** TASK DETAILS **
Put the part of the listing below that opens with the line containing "Flag each stone urn visible above." and closes with the line containing "[1271,512,1364,703]" into a Markdown table with the columns Row and Line, one numbered row per line and blank lines omitted.

** INPUT **

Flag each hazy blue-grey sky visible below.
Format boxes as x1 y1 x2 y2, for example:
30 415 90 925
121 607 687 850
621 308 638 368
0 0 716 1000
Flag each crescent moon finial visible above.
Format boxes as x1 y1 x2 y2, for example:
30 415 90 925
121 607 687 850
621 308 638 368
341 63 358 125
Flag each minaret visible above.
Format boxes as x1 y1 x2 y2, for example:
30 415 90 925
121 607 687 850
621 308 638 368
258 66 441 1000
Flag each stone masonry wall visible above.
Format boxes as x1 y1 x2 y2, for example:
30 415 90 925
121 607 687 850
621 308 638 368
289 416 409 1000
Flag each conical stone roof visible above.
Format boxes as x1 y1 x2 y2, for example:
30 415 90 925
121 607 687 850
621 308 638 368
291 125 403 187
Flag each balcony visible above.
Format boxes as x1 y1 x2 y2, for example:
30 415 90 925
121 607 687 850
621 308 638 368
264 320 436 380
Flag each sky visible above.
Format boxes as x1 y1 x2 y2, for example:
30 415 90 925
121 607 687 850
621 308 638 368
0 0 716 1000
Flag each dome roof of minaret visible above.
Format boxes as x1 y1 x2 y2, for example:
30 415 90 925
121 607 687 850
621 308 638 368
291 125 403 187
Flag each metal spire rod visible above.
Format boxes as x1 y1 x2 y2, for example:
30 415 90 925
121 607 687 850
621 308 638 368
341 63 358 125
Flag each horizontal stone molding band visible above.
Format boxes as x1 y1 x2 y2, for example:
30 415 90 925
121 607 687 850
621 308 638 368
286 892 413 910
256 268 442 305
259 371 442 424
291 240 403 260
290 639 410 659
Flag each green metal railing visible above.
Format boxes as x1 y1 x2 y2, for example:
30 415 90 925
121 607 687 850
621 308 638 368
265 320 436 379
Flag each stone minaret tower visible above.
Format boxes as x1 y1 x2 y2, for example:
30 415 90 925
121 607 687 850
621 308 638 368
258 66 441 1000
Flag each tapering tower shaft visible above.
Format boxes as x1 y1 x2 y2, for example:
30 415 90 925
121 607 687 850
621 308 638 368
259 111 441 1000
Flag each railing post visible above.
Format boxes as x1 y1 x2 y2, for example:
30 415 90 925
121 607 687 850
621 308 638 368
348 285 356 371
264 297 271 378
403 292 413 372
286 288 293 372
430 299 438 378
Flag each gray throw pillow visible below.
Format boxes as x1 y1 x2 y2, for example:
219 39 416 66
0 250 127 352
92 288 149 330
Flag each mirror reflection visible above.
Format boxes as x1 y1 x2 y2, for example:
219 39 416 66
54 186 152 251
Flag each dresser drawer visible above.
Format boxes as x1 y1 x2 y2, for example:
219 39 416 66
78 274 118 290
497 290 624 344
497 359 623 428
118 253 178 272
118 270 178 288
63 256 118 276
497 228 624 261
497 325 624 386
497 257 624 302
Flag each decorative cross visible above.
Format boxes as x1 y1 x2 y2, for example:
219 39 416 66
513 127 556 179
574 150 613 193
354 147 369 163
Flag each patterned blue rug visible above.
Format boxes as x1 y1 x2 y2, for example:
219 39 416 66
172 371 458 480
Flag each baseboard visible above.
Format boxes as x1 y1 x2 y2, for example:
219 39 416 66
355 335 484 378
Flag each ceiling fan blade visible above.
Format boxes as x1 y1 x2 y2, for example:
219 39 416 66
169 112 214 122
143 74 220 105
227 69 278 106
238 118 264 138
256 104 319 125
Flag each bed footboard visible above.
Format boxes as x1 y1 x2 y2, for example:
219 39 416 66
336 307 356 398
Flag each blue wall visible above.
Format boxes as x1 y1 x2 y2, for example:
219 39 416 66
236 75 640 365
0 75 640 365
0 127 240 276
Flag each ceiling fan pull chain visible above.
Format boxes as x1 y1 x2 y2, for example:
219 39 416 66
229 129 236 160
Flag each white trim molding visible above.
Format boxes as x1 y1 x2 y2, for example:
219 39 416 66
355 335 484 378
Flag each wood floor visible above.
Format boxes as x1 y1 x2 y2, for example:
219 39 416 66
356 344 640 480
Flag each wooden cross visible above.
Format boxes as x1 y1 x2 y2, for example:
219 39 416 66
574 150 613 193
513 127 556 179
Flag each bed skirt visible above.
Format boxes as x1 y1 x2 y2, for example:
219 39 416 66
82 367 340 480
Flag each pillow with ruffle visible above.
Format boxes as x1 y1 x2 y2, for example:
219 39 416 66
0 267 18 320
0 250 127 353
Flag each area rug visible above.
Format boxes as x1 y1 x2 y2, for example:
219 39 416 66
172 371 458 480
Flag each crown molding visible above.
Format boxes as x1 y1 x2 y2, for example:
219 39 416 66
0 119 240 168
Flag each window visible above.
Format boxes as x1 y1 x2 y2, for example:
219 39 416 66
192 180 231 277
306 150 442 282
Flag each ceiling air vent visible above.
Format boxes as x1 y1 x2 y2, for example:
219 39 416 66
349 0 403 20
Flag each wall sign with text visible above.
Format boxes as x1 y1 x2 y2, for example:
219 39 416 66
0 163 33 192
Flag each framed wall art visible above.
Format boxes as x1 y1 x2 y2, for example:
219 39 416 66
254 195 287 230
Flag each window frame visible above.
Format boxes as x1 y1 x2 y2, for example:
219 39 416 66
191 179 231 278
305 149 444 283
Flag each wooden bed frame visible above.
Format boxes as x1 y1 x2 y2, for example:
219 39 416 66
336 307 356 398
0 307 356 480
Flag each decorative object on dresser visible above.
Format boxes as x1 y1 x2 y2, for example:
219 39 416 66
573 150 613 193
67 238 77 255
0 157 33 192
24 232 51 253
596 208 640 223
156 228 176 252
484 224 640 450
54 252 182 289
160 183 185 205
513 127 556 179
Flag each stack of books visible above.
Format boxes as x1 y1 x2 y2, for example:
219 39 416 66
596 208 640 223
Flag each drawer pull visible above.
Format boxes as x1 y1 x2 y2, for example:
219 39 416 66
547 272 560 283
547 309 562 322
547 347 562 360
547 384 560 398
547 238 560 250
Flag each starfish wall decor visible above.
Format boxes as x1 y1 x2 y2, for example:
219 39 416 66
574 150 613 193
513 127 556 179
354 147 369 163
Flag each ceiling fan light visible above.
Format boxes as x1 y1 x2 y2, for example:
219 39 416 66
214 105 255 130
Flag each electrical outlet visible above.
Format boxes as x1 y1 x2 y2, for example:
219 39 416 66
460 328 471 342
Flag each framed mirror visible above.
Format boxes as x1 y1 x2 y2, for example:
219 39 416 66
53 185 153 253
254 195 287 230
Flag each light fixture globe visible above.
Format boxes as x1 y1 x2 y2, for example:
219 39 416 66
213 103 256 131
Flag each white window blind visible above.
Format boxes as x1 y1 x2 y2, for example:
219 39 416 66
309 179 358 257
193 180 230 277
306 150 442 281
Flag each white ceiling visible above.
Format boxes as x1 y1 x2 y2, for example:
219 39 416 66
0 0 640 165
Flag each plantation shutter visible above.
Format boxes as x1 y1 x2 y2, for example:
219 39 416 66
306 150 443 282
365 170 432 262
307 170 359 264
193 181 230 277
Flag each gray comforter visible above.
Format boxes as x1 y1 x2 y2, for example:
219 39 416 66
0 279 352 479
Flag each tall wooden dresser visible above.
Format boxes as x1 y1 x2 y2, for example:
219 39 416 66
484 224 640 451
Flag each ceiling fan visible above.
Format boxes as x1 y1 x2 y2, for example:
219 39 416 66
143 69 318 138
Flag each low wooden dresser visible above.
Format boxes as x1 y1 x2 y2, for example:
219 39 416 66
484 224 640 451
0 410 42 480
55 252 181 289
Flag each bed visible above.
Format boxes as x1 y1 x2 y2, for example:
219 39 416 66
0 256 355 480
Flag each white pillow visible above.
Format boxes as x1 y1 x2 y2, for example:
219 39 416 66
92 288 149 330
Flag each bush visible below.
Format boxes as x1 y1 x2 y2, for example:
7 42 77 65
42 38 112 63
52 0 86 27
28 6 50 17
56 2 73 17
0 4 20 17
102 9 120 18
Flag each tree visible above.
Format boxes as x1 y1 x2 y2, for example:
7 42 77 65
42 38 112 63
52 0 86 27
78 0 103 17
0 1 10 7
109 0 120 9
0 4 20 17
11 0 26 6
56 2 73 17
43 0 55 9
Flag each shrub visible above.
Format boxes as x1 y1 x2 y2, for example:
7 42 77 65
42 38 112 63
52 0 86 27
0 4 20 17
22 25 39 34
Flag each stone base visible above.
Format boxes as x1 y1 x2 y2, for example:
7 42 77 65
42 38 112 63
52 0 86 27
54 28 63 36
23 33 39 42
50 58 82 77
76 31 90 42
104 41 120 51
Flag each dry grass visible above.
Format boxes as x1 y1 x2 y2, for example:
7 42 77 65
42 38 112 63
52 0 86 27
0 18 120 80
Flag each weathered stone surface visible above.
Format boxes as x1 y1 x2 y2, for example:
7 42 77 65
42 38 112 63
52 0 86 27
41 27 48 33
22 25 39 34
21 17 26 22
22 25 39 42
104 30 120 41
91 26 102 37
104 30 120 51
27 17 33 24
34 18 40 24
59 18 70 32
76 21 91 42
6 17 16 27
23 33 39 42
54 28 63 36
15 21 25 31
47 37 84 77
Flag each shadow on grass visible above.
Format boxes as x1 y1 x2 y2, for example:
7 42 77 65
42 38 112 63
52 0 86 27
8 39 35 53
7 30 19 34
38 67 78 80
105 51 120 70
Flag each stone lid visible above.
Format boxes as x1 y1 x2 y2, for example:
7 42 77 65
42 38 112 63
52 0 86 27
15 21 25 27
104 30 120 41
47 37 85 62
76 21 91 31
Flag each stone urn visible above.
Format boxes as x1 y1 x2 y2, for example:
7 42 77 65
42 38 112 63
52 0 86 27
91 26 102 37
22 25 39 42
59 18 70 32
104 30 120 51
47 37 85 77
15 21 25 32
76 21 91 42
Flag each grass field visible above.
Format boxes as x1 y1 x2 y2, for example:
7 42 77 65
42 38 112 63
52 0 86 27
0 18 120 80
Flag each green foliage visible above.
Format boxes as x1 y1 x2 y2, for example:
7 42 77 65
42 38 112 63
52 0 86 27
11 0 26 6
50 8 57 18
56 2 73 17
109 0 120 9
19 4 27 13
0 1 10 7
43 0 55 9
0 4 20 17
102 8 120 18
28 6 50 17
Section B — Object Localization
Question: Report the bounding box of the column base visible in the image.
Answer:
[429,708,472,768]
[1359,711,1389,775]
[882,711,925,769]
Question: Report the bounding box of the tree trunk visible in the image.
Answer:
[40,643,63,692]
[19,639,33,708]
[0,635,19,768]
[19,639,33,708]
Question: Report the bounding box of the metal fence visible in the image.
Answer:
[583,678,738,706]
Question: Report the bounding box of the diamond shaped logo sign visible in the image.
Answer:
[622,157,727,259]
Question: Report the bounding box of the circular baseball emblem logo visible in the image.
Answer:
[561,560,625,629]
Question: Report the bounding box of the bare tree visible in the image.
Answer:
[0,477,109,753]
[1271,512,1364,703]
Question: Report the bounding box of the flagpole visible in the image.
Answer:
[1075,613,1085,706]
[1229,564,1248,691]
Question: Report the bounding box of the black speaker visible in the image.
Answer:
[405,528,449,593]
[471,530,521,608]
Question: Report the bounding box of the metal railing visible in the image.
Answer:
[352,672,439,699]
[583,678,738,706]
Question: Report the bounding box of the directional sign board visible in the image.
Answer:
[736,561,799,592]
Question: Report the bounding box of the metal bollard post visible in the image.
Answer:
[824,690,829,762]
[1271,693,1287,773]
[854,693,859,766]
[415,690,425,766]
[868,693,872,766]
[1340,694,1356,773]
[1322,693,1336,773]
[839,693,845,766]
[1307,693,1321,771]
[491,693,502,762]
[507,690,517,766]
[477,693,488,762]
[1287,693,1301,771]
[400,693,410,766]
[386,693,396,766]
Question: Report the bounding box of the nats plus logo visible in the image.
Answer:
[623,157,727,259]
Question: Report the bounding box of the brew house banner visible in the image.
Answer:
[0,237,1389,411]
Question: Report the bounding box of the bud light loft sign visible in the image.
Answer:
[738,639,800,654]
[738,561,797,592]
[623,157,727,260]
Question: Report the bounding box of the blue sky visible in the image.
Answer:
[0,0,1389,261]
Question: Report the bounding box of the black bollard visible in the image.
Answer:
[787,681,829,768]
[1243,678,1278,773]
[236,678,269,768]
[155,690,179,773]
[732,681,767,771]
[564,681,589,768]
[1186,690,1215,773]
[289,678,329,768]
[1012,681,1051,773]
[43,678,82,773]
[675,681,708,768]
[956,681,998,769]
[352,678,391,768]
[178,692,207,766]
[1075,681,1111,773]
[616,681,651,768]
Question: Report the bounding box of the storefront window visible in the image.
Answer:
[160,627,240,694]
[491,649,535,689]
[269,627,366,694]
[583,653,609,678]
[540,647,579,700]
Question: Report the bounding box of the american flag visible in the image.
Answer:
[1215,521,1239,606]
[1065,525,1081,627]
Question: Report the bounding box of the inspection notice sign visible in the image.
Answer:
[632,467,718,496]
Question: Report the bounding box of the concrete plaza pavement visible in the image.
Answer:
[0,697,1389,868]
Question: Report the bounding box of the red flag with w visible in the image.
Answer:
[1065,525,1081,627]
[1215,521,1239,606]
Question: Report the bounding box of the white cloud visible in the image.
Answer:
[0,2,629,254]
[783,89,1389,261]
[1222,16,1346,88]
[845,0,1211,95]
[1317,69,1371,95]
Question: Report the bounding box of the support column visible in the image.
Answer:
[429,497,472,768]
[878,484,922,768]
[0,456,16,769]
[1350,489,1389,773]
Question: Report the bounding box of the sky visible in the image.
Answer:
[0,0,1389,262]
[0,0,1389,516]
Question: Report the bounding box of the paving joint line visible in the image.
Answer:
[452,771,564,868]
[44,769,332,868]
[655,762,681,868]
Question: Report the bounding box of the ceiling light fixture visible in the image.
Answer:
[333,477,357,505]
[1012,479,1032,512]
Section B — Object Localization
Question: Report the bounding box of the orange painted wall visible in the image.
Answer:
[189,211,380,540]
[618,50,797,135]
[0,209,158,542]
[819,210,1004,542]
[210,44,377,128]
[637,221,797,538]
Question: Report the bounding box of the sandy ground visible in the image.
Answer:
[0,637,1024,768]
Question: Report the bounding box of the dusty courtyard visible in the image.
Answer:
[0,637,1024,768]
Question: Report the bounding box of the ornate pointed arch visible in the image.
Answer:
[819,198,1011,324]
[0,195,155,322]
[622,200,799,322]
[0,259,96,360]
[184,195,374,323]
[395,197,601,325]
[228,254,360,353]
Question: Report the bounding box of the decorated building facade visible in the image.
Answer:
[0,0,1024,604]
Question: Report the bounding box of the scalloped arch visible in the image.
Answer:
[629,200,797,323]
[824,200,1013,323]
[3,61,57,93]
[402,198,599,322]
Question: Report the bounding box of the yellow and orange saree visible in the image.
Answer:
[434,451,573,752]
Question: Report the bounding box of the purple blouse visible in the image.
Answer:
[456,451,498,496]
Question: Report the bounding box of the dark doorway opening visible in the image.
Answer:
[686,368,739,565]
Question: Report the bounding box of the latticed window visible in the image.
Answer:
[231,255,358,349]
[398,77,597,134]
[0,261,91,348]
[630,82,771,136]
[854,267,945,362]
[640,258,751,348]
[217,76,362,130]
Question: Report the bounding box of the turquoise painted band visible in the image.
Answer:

** EXERCISE SOLUTION **
| Row | Line |
|---|---|
| 1 | Flag each stone urn visible above. |
| 2 | Format boxes as x1 y1 x2 y2, for example: |
| 3 | 7 42 77 65 |
| 4 | 42 38 112 63 |
| 5 | 52 0 86 27 |
| 6 | 91 26 102 37 |
| 7 | 22 25 39 42 |
| 8 | 59 18 70 32 |
| 9 | 104 30 120 51 |
| 10 | 47 37 85 77 |
| 11 | 15 21 25 32 |
| 12 | 76 21 91 42 |
| 13 | Flag each grass field visible above. |
| 14 | Format boxes as x1 y1 x2 y2, for example: |
| 15 | 7 42 77 65 |
| 16 | 42 38 112 63 |
| 17 | 52 0 86 27 |
| 18 | 0 18 120 80 |
| 19 | Flag each green foliage visible above. |
| 20 | Format boxes as x1 y1 x2 y2, for example: |
| 21 | 7 42 77 65 |
| 22 | 42 38 112 63 |
| 23 | 52 0 86 27 |
| 24 | 11 0 26 6 |
| 25 | 50 8 57 18 |
| 26 | 56 2 73 17 |
| 27 | 109 0 120 9 |
| 28 | 19 4 27 13 |
| 29 | 0 1 10 7 |
| 30 | 43 0 55 9 |
| 31 | 0 4 20 17 |
| 32 | 102 8 120 18 |
| 33 | 28 6 50 17 |
| 34 | Section B — Object Localization |
| 35 | Question: Report the bounding box of the column base visible in the image. |
| 36 | Answer: |
| 37 | [429,708,472,768] |
| 38 | [1359,711,1389,775] |
| 39 | [882,711,925,769] |
| 40 | Question: Report the bounding box of the tree trunk visible in the image. |
| 41 | Answer: |
| 42 | [40,643,63,692] |
| 43 | [19,639,33,708] |
| 44 | [0,635,19,768] |
| 45 | [19,639,33,708] |
| 46 | Question: Report the bounding box of the metal fence visible in the image. |
| 47 | Answer: |
| 48 | [583,678,738,706] |
| 49 | Question: Report the bounding box of the diamond shaped logo sign visible in the image. |
| 50 | Answer: |
| 51 | [622,157,727,259] |
| 52 | Question: Report the bounding box of the circular baseball emblem logo visible in the image. |
| 53 | Answer: |
| 54 | [561,560,625,629] |
| 55 | Question: Report the bounding box of the bare tree visible in the image. |
| 56 | Answer: |
| 57 | [0,477,109,753] |
| 58 | [1271,512,1364,703] |